Goal of the exercise: When you reach the line containing "For each instance of the blue dress" in the entries below, please begin setting down lines exactly, stop only after the last one, and add nothing else.

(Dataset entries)
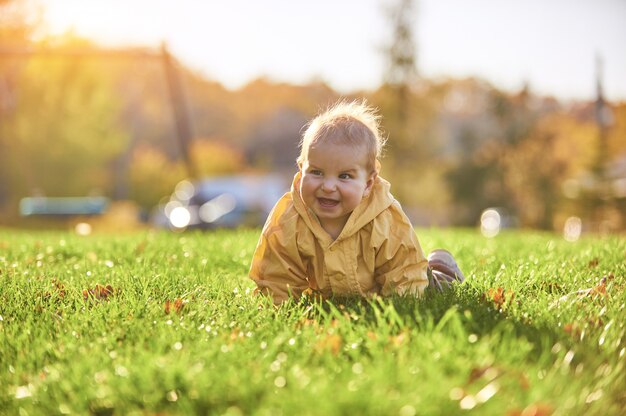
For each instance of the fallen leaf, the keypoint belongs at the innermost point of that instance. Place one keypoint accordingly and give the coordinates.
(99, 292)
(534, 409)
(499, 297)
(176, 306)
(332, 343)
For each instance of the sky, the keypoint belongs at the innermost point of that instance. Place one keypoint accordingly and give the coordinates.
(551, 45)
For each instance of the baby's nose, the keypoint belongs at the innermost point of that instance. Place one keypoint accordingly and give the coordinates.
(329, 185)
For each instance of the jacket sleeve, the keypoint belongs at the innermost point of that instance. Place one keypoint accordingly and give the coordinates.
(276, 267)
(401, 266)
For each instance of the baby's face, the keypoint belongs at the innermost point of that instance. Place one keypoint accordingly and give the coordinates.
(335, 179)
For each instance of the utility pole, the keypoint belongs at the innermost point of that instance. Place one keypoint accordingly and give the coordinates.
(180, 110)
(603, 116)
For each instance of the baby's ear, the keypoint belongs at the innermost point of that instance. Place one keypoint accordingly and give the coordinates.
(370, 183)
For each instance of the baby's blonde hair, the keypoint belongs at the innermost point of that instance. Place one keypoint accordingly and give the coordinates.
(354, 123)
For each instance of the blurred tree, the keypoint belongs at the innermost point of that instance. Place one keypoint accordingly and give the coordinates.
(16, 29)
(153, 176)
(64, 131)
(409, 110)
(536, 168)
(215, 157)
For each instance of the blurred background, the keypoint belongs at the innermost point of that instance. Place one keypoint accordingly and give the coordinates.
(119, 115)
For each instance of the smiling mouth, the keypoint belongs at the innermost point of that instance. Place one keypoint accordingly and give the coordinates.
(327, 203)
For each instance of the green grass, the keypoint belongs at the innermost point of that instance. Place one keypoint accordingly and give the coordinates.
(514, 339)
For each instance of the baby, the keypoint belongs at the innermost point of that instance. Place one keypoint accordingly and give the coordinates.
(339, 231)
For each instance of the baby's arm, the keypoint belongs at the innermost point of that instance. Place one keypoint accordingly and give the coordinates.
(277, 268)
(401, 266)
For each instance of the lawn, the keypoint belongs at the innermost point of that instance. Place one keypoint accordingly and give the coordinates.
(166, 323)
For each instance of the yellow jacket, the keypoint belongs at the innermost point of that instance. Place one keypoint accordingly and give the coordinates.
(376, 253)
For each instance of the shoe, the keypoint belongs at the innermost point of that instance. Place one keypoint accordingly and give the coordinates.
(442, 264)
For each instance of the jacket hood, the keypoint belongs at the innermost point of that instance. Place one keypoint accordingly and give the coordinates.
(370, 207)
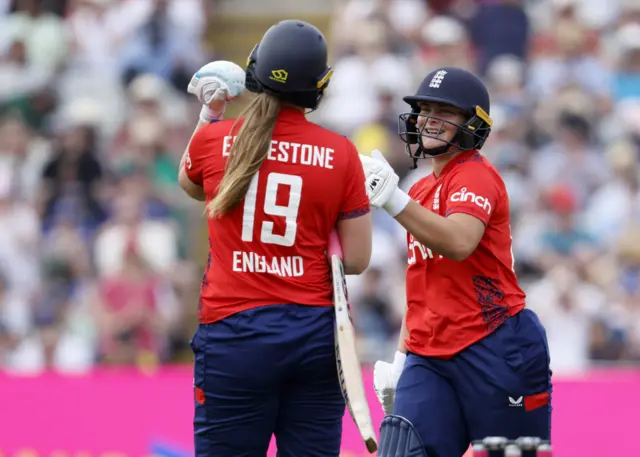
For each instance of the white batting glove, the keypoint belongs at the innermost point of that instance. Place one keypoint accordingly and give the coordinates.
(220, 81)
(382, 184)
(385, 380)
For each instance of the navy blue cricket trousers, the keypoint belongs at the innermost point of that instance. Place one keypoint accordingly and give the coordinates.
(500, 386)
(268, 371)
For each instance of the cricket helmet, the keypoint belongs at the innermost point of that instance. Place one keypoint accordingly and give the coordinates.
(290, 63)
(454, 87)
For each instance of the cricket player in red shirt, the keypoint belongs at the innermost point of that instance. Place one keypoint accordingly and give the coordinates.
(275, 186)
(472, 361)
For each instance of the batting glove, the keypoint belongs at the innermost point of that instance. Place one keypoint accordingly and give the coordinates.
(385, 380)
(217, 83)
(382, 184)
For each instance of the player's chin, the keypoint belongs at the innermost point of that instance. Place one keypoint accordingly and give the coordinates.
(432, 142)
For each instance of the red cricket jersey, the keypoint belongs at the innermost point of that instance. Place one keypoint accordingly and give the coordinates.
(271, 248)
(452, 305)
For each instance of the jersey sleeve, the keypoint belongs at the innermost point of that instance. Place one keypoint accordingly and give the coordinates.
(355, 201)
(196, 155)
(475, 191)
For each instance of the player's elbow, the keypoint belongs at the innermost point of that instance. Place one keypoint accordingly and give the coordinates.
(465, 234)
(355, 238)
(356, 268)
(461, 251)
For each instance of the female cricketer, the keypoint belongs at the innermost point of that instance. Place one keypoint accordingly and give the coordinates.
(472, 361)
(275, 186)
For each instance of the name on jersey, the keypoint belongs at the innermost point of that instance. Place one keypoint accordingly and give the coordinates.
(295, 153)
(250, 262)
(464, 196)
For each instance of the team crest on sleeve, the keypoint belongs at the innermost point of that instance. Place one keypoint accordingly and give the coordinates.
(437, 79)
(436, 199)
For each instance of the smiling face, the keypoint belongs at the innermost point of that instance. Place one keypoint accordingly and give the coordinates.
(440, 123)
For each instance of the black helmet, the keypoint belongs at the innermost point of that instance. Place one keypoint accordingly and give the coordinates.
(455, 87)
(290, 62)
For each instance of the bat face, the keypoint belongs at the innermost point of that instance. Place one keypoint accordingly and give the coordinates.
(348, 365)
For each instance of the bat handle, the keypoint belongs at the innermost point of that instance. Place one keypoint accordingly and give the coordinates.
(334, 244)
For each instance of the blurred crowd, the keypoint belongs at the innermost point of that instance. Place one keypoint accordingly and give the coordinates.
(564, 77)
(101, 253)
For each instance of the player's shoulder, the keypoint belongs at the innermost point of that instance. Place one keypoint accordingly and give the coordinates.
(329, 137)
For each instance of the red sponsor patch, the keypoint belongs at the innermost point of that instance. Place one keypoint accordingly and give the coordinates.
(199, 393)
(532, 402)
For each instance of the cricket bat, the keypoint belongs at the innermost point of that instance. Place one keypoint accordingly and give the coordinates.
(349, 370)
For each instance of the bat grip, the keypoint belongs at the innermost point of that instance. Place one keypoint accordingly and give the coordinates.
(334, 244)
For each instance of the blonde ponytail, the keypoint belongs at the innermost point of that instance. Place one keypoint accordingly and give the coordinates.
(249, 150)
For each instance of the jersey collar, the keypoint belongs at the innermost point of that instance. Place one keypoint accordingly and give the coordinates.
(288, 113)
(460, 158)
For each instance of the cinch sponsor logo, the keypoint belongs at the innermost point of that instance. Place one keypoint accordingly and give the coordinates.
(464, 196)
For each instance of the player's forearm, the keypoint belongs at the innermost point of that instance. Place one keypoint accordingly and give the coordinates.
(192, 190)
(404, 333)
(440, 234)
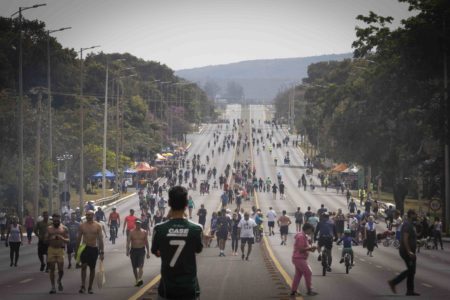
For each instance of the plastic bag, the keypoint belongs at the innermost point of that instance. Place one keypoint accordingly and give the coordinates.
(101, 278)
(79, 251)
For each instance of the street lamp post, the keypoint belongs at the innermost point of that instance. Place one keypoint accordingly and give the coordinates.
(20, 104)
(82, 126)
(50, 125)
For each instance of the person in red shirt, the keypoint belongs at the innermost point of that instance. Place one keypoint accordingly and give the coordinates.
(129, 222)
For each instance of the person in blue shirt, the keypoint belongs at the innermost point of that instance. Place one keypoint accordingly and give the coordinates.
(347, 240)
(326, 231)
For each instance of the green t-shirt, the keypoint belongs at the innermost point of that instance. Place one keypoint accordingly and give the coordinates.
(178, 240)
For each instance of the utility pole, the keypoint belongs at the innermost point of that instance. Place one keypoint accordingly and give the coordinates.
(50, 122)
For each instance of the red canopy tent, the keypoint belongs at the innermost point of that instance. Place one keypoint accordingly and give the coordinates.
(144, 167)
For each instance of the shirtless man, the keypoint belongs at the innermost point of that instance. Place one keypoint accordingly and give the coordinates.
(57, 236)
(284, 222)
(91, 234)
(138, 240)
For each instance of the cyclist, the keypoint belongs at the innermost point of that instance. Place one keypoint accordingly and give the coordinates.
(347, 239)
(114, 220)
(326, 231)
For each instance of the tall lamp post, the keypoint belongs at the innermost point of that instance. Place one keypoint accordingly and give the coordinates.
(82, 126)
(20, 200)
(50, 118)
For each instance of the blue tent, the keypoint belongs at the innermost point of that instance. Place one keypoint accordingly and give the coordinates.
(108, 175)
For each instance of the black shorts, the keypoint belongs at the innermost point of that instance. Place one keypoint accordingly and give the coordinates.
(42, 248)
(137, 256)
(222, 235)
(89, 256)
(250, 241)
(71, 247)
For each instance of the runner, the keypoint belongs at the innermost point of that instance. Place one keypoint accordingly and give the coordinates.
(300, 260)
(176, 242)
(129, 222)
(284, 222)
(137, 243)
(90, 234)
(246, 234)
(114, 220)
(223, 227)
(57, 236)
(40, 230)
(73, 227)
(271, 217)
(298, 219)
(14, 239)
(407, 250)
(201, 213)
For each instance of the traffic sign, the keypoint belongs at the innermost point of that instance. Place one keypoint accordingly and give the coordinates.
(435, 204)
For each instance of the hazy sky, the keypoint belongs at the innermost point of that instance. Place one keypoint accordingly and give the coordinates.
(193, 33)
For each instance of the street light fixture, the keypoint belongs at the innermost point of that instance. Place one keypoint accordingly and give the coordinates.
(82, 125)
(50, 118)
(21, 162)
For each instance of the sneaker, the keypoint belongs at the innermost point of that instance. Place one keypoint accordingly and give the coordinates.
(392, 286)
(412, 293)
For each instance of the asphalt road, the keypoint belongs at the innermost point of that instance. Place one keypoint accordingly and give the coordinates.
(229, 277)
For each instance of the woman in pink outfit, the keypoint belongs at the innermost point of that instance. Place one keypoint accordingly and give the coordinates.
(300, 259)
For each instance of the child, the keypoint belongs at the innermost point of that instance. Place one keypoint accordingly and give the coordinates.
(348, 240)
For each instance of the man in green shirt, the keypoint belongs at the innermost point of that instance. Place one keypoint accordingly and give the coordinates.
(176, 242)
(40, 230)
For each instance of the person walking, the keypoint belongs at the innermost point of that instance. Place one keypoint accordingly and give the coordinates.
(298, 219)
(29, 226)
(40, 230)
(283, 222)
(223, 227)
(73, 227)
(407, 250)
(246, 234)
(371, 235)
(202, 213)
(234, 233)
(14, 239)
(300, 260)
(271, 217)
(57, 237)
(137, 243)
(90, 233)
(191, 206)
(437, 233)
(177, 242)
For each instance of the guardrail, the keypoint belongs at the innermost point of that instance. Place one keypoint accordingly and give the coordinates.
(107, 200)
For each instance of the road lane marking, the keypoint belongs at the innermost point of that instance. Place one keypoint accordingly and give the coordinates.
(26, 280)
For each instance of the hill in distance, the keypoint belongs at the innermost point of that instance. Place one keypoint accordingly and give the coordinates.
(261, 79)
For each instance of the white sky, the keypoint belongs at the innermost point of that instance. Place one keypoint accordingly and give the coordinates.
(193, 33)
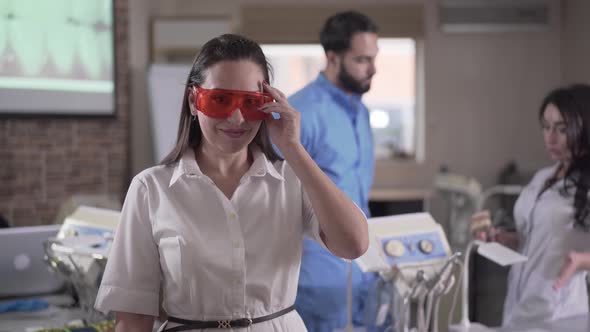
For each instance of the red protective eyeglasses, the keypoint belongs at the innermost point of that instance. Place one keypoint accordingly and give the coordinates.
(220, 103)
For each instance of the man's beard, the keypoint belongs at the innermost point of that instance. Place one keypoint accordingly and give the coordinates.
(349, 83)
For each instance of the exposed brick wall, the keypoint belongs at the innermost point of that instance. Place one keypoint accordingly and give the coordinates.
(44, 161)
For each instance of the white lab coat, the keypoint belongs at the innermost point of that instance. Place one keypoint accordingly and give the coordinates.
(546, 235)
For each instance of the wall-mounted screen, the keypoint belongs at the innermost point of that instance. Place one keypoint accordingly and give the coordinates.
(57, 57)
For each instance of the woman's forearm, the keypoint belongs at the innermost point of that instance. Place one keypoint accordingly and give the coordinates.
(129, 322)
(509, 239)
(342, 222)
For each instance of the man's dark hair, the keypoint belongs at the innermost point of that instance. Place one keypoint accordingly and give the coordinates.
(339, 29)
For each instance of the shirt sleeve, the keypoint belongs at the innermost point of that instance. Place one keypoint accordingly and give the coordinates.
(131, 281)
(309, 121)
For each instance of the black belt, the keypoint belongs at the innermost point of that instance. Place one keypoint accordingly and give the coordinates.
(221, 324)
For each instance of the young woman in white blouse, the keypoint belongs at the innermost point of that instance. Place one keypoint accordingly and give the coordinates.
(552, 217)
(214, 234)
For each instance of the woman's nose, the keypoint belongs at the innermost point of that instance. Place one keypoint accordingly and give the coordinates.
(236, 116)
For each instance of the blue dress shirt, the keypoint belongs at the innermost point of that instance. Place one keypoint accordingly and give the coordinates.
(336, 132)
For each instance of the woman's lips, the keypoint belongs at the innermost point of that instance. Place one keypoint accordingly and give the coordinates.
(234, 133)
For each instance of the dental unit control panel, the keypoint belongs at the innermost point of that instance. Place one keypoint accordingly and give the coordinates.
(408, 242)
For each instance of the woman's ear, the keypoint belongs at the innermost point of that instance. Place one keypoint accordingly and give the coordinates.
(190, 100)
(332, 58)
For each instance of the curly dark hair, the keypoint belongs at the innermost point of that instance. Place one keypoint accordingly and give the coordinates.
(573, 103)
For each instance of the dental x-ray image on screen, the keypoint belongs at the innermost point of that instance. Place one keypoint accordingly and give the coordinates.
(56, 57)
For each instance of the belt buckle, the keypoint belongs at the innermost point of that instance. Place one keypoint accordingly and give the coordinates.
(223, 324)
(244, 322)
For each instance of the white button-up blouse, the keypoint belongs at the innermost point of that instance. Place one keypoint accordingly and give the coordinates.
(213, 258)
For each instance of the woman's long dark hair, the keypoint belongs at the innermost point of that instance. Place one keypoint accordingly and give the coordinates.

Solution below:
For each instance of the blue dress shirt, the keypoint belongs at the innermost point of that instance. Place one keypoint accordingly and give the coordinates.
(336, 132)
For each instance of the woman's lips, the keypoint belongs at the innermost point of that instance. Place one keypoint accordingly and give the coordinates.
(234, 133)
For each instance of the dental unit control panel, the keypoint belongs at the innermost point of that instance. Place one keypoint accordingly and give the coordinates.
(408, 242)
For each instance of the woman's ear, the keypoint belongs at the innermost point of that instance. Place one keypoint accordingly and give the coordinates.
(190, 100)
(332, 58)
For each instance of the curly dark hair, the keypoint belongs at the innermost point of that instance. Place one keypoint accordingly and give the coordinates.
(573, 103)
For each instance of the dental x-ray image on screen, the keypoint belongs at the innermost point of that instance. Place one keypoint accordingly and give the coordinates.
(56, 57)
For each instance of the belt buckle, the keypoint belongs at the innermost point of that instance. Place one keypoint accordingly and give the coordinates.
(223, 324)
(244, 322)
For each instance of the white button-up blouse, the keypoint belongs at the innermost point of that instance. Place one keypoint accordingly and give the coordinates.
(213, 258)
For each instance of the woman's long dark hair, the keypoint belongs at the innermost point of that instance. Place one keypoint accordingly and give the coordinates.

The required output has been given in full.